**Dataset content:**
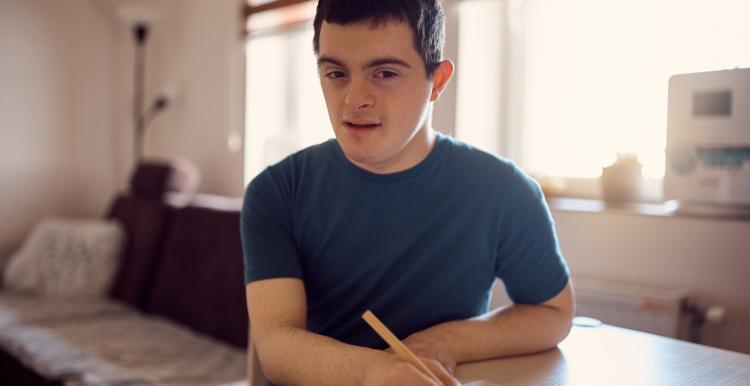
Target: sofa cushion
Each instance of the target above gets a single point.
(153, 179)
(144, 222)
(19, 308)
(199, 281)
(67, 257)
(131, 349)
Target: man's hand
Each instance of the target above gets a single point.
(394, 372)
(424, 347)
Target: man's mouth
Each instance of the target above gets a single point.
(361, 125)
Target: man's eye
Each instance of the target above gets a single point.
(385, 74)
(335, 74)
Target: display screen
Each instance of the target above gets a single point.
(712, 103)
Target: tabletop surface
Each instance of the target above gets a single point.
(615, 356)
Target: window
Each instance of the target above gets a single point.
(285, 109)
(564, 86)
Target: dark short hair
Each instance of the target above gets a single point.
(425, 17)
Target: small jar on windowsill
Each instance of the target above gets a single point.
(621, 182)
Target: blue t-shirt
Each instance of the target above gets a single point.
(417, 247)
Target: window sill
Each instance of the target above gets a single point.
(664, 209)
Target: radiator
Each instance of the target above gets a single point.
(643, 308)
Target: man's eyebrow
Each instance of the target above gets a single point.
(373, 63)
(387, 60)
(327, 59)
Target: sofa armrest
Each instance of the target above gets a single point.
(4, 259)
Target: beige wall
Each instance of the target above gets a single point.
(56, 112)
(195, 49)
(709, 257)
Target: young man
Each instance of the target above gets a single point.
(392, 216)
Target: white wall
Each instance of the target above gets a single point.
(196, 49)
(56, 112)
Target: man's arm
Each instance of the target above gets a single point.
(291, 355)
(514, 330)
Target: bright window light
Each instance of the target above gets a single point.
(285, 110)
(594, 76)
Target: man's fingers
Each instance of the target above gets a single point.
(441, 372)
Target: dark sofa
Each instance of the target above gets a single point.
(177, 299)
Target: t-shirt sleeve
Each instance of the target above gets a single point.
(268, 247)
(529, 260)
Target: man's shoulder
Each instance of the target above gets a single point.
(283, 174)
(477, 161)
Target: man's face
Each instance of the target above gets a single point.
(377, 92)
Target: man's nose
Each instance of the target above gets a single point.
(358, 94)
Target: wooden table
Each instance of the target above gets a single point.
(608, 355)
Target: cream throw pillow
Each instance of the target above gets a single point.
(67, 258)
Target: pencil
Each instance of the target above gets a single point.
(396, 344)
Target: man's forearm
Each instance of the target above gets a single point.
(293, 356)
(513, 330)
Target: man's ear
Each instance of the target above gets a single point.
(443, 74)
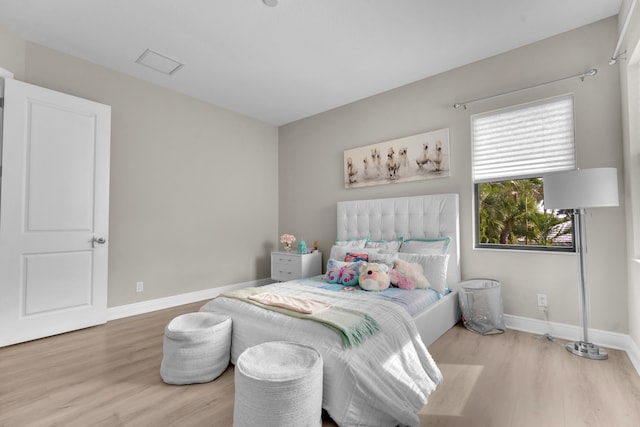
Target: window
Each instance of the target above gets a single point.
(512, 149)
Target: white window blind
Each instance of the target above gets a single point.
(524, 141)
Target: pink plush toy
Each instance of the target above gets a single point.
(373, 276)
(407, 275)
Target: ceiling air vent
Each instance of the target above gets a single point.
(159, 62)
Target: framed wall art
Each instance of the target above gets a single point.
(411, 158)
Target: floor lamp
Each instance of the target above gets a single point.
(581, 189)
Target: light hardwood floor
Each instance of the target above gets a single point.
(109, 376)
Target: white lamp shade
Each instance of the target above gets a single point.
(581, 188)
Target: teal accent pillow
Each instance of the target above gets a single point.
(344, 273)
(435, 246)
(385, 245)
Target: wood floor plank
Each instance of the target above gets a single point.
(109, 376)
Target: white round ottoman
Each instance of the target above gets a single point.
(196, 349)
(278, 384)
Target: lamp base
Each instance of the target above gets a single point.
(587, 350)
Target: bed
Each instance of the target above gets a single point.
(385, 378)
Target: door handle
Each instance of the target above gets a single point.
(98, 240)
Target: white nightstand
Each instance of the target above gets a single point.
(290, 265)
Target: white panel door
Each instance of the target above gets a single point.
(54, 207)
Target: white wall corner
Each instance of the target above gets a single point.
(5, 73)
(134, 309)
(607, 339)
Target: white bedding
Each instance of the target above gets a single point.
(383, 382)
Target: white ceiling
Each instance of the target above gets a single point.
(303, 57)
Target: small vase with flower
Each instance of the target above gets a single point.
(287, 240)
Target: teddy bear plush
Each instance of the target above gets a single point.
(373, 276)
(406, 275)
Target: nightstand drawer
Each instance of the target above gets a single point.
(288, 266)
(285, 267)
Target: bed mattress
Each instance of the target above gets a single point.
(384, 381)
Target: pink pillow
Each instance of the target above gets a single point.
(406, 275)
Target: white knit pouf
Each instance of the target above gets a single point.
(196, 349)
(278, 384)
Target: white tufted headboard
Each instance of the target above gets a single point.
(407, 217)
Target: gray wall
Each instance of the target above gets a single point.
(194, 193)
(311, 156)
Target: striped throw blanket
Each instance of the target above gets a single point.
(353, 327)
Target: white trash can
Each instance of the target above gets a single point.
(481, 306)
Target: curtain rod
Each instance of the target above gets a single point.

**What you need to do:** What you return must be the lines above that run from the line with "Target: teddy bear plush" to the line with "Target: gray wall", inclusive, each copied exactly.

**Answer to the exercise:**
Target: teddy bear plush
Each instance of the target above gets a single point.
(373, 276)
(406, 275)
Target: nightstand drawer
Each instance of the target above gets a single point.
(288, 266)
(285, 267)
Target: bed mattress
Each instance of the target above gets a single point.
(384, 381)
Target: pink pillow
Each instance of the target above gets a single point.
(406, 275)
Target: white knit pouf
Each instance of the target above gets a single point.
(196, 349)
(278, 384)
Target: white tufted headboard
Each instance of the target above gets a single point.
(407, 217)
Target: gray wall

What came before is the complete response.